DATA FOR PROCESSING
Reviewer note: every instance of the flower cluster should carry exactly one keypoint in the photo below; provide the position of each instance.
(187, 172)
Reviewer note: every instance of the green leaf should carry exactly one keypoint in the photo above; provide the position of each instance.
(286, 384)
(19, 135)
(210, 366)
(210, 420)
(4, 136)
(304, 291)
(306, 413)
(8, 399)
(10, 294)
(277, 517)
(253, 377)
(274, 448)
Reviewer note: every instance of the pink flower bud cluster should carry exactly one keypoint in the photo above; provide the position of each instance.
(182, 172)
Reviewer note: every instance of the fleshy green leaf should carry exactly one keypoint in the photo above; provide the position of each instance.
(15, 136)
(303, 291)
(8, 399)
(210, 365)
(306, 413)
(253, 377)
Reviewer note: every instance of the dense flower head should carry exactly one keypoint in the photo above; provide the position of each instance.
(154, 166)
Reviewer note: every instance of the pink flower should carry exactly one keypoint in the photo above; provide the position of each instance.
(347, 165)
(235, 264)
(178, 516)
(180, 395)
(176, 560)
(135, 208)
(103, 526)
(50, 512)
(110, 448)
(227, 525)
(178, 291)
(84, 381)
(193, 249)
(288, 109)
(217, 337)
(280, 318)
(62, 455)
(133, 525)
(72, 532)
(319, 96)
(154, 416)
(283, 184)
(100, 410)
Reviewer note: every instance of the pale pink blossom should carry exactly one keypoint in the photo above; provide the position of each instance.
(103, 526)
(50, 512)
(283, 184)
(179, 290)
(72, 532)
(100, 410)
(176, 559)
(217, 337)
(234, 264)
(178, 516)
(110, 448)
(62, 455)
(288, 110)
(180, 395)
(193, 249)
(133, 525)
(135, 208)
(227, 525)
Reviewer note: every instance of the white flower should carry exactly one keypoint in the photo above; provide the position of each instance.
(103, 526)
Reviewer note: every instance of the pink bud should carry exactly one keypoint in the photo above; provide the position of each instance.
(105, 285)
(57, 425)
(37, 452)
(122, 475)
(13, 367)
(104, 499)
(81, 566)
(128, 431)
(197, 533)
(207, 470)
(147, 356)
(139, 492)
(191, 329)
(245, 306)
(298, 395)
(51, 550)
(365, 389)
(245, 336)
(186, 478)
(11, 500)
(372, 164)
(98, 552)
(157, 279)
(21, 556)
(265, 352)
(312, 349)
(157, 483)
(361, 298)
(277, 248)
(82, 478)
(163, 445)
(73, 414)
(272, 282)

--

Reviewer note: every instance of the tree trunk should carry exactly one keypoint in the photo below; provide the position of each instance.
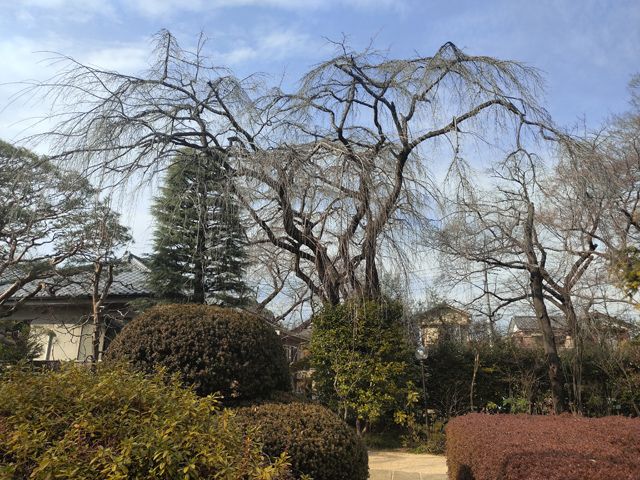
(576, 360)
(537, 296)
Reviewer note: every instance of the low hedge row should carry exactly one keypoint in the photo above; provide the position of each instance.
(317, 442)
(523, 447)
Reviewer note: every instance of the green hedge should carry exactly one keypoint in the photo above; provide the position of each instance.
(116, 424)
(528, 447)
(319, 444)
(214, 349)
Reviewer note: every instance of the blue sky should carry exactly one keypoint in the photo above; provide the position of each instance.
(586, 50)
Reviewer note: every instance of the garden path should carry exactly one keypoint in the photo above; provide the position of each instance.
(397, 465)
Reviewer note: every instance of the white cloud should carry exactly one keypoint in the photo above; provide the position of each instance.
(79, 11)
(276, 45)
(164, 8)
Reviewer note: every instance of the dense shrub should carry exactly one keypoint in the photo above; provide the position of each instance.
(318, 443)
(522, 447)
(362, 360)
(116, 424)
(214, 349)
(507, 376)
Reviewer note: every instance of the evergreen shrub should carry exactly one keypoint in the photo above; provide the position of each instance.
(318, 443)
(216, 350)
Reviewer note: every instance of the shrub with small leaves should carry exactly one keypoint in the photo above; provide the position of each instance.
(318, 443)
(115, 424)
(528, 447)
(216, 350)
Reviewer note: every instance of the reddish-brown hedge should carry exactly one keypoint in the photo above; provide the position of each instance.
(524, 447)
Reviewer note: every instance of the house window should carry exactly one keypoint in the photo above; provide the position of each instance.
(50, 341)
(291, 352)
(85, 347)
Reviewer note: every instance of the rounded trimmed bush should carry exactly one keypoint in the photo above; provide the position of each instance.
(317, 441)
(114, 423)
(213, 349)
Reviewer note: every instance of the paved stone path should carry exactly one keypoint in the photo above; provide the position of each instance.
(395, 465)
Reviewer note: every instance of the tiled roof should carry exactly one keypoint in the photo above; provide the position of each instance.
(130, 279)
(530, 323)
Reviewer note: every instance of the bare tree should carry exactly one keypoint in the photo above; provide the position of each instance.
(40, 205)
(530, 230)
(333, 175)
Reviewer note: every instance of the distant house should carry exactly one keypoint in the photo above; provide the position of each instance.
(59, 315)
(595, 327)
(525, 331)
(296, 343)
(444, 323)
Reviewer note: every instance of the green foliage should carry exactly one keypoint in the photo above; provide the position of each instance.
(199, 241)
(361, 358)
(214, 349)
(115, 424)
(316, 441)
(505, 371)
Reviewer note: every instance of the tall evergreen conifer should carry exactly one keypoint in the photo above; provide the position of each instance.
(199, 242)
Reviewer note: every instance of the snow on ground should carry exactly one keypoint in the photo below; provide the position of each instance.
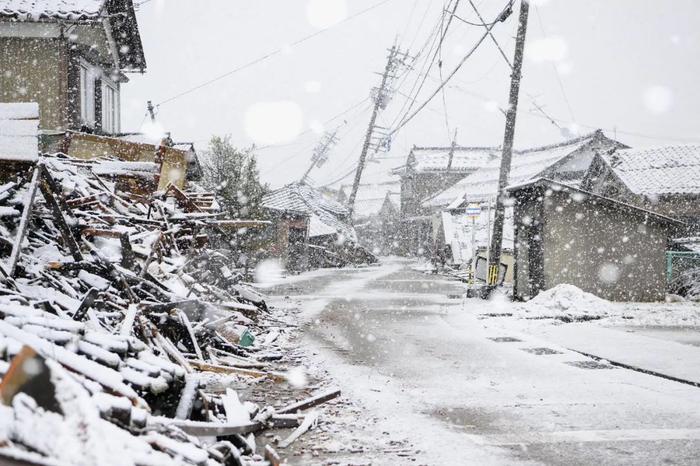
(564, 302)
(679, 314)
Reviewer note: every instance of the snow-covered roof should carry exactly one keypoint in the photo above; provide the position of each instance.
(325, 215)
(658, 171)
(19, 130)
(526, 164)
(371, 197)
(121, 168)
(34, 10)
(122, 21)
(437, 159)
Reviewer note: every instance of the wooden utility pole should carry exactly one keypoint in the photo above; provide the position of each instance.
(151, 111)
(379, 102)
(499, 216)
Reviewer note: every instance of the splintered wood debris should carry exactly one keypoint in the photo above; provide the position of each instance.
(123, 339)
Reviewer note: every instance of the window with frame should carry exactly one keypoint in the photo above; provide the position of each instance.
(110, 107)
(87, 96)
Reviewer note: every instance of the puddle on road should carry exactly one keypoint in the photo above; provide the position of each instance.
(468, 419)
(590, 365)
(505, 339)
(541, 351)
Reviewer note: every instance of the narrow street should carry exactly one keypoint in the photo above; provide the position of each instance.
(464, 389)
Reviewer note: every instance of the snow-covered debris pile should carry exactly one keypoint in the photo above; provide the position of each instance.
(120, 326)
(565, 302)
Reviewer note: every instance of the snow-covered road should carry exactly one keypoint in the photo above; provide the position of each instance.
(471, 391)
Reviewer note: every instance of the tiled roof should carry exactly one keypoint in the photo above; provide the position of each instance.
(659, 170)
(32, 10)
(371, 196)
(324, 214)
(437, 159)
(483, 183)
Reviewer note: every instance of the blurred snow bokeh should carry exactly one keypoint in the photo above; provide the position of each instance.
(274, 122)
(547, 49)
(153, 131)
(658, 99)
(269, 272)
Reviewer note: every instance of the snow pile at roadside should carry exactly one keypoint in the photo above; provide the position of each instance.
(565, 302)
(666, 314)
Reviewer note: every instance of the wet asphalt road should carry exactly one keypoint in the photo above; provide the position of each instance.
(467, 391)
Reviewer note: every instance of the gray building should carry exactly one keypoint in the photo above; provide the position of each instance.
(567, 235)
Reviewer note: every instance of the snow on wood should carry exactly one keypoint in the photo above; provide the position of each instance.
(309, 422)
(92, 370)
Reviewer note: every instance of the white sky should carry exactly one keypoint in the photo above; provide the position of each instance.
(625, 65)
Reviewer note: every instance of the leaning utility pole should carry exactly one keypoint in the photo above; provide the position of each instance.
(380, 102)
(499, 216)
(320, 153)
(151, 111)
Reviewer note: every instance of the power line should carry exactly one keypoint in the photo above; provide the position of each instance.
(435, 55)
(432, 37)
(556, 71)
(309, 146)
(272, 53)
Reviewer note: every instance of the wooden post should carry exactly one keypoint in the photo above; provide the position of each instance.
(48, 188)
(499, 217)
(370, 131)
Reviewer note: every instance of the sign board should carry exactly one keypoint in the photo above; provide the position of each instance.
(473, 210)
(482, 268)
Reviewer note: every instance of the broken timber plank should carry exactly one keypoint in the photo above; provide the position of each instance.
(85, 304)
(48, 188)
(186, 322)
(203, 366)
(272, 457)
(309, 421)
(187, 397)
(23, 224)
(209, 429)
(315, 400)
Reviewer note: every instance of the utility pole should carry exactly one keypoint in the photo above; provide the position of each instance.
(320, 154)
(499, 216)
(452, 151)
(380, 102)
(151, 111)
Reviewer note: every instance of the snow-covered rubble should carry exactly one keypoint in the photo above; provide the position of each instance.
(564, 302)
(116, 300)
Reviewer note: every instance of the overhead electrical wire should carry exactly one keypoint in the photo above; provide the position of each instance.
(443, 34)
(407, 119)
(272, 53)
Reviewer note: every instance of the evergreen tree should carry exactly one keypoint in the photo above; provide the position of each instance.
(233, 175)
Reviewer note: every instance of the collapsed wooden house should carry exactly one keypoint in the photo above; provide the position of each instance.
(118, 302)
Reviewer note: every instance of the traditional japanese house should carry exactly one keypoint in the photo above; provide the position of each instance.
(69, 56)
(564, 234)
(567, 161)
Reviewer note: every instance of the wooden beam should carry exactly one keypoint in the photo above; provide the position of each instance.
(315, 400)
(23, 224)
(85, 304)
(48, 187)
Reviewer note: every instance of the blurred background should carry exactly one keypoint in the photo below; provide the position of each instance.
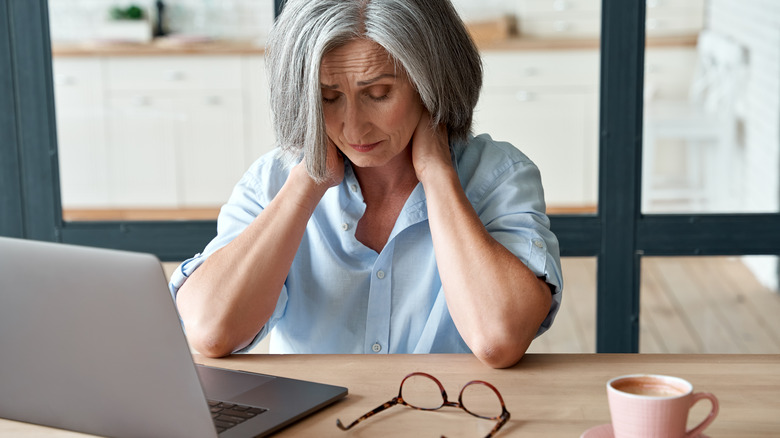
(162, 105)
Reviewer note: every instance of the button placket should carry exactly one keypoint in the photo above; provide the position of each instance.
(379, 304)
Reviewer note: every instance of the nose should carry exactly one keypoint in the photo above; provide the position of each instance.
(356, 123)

--

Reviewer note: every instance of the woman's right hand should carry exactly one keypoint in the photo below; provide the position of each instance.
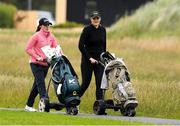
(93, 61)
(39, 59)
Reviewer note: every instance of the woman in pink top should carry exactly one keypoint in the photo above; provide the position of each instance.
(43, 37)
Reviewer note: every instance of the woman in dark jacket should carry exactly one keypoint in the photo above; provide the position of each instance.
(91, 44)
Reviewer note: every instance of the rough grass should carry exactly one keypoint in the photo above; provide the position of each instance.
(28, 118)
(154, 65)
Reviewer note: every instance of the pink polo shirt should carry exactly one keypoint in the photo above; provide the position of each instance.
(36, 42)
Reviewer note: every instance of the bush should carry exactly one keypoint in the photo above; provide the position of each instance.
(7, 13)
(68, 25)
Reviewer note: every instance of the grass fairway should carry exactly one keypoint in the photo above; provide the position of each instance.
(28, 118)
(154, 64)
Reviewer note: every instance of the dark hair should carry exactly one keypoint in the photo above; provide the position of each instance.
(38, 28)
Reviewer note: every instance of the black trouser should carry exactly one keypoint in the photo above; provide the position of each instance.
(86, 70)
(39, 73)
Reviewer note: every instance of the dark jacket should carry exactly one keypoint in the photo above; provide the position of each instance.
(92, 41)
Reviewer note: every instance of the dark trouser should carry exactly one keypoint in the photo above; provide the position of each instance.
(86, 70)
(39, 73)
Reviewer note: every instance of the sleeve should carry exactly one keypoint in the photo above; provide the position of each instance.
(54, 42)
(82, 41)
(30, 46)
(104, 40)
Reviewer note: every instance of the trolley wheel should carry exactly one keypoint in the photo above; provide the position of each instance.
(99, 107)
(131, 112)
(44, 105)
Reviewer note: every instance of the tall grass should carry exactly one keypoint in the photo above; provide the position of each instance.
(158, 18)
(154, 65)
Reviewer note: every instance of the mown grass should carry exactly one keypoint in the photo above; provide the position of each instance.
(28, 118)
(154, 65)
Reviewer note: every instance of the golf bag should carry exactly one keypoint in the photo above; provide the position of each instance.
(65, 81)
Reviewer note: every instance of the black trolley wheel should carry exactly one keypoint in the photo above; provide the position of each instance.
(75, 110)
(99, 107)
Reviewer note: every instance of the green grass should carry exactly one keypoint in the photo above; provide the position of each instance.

EXERCISE
Your answer should consist of the lines from the line with "Reviewer note: every instance of the mown" to the line with "Reviewer note: every instance of the green grass" above, repeated exactly, both ends included.

SOLUTION
Reviewer note: every instance of the mown grass should carry exactly one keypoint in the photo above; provide the position of each instance.
(28, 118)
(154, 65)
Reviewer note: every instance of the golf bag should carry exactly one keypoint in the photo above; provide the position of each instance.
(65, 81)
Reviewer note: every instance of the black trolley wheel should carry exactly one keypoint in the photo above; provide the position of each instance.
(75, 110)
(99, 107)
Reviewer note: every instance of the green grass should carry exactly one keypoint in the photo above; provide the position of each instance.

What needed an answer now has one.